Pull out every line of the entries below that contains the word "kimono", and copy each one in full.

>> Begin TASK INPUTS

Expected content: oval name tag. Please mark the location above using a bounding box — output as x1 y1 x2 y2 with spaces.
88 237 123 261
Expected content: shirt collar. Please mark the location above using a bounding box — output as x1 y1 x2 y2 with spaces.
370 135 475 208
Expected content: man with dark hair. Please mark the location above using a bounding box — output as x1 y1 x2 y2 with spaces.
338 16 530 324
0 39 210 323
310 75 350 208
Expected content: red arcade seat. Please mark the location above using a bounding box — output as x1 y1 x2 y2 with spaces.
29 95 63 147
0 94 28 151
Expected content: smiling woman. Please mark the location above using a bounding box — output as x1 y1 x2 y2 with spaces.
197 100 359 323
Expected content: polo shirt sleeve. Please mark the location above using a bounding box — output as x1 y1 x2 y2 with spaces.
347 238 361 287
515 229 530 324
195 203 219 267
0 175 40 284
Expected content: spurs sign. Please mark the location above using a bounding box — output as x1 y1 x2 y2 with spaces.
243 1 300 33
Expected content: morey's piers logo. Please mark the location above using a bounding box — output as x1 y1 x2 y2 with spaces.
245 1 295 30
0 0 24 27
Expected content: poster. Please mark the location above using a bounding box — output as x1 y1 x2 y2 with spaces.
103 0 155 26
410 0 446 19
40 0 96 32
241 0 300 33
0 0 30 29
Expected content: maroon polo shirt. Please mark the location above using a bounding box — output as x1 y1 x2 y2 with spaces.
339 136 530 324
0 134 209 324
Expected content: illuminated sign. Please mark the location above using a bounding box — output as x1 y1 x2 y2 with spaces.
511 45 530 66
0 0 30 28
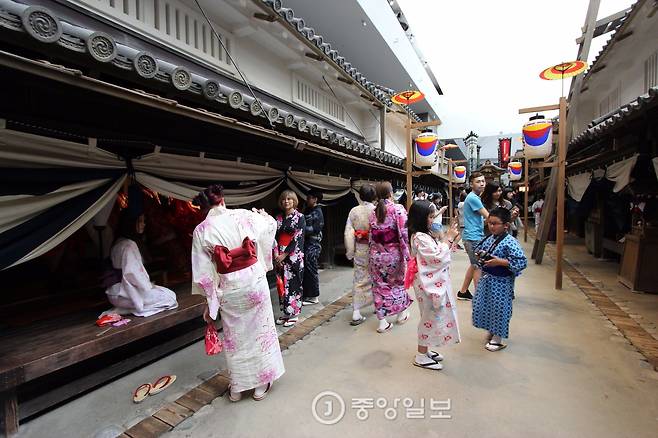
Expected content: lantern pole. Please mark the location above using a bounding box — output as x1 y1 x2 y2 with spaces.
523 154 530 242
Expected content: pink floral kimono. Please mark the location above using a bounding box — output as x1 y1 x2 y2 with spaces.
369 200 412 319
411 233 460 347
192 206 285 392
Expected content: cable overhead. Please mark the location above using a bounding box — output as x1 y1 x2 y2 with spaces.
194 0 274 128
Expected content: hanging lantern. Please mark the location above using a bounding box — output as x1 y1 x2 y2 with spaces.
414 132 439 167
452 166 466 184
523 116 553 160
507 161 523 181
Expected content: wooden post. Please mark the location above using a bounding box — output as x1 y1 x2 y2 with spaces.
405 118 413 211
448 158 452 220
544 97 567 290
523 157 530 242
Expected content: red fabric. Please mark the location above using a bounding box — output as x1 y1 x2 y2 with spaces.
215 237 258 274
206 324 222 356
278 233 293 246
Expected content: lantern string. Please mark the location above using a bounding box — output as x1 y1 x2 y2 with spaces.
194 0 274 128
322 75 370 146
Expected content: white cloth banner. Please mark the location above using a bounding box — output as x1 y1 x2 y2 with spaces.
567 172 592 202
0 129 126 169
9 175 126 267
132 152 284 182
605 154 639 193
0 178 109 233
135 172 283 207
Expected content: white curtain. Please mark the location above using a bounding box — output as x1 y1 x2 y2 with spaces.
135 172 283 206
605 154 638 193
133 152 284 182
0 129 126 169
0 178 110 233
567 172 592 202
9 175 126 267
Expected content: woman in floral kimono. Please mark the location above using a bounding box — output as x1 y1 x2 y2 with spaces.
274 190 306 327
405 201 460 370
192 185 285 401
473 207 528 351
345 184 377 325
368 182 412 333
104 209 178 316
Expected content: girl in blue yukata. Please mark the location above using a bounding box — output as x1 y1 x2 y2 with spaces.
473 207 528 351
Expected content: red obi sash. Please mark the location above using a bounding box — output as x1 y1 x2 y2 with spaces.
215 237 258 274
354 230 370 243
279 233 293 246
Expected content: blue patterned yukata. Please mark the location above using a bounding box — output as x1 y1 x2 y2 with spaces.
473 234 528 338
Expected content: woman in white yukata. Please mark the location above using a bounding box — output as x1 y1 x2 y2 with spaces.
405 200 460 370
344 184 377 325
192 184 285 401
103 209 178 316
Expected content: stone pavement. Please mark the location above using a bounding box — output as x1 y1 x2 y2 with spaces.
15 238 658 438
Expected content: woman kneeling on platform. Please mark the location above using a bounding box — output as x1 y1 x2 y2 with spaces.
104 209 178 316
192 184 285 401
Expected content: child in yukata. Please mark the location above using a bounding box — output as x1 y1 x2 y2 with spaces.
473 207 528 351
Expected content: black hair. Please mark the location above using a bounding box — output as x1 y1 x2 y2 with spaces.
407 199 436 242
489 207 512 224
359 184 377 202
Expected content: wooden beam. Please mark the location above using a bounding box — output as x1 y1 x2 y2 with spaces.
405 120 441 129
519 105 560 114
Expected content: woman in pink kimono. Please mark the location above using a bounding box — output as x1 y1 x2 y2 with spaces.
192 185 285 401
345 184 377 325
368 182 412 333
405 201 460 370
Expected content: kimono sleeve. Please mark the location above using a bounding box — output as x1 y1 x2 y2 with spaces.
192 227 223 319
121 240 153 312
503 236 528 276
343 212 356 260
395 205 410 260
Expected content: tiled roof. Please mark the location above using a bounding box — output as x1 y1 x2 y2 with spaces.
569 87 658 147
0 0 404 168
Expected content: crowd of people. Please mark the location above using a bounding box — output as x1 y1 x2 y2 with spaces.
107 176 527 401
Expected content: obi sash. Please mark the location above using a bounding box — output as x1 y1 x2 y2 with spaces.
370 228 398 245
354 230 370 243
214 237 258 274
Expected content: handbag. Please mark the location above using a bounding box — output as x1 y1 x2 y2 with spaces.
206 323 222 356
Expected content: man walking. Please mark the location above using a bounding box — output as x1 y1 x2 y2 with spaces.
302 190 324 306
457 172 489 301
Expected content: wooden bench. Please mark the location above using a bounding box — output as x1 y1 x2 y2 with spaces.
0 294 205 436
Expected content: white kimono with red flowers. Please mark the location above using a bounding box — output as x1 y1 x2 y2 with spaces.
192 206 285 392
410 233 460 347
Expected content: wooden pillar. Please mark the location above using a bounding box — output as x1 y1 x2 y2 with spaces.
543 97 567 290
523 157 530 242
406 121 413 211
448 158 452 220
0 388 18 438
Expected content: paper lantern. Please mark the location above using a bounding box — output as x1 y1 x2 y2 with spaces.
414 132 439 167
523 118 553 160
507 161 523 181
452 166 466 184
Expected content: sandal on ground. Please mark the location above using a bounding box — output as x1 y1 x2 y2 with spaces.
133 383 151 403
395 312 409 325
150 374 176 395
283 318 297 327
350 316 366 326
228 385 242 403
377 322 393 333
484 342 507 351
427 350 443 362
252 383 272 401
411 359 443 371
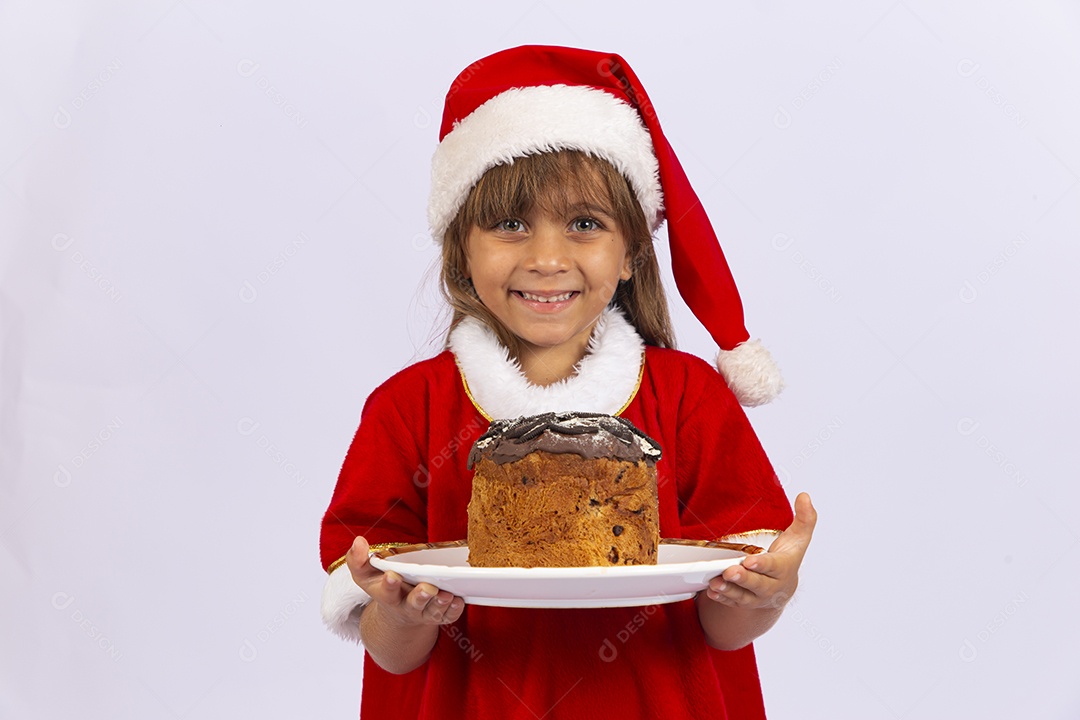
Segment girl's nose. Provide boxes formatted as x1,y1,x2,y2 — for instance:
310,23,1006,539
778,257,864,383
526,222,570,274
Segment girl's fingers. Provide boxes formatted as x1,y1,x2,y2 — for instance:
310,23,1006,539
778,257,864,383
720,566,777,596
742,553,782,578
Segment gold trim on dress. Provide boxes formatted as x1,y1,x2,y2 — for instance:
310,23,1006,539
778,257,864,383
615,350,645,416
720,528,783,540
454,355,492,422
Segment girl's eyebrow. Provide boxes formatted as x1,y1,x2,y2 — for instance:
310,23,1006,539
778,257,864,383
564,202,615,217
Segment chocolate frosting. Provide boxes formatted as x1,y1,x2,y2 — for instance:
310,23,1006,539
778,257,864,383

>> End TASK INPUTS

— ANSWER TO THIS PROBLEM —
Expected content: pink floral kimono. Please mark the location above using a bounding box — output as x1 y1 x2 y2 with spaces.
Expected content: woman in floral kimono. Please mark the location above using a bounding box — output as x1 y1 x2 y2 with spaces.
Expected content: woman in pink kimono. Please mark the location above using a bounding box — output as x1 y1 x2 y2 with spaces.
Expected content: kimono sleeve. Please mark the location above using a bounding box — output as x1 y1 x2 y2 with spaces.
Expected content: white kimono with red flowers. Please mark the location above using a bounding box — output as x1 y1 x2 y2 with spaces.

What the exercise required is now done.